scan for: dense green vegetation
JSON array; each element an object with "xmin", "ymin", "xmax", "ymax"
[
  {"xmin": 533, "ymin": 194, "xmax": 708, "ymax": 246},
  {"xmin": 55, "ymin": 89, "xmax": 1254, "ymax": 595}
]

[GOAL OF THE EXERCISE]:
Reproduce the entries above in full, including each request, but offset every bounding-box coordinate in the answers by adding 143 to it.

[EXPECTED OUTPUT]:
scan for: dense green vegetation
JSON array; each element an object with "xmin", "ymin", "xmax", "ymax"
[
  {"xmin": 676, "ymin": 337, "xmax": 851, "ymax": 389},
  {"xmin": 198, "ymin": 232, "xmax": 1397, "ymax": 738}
]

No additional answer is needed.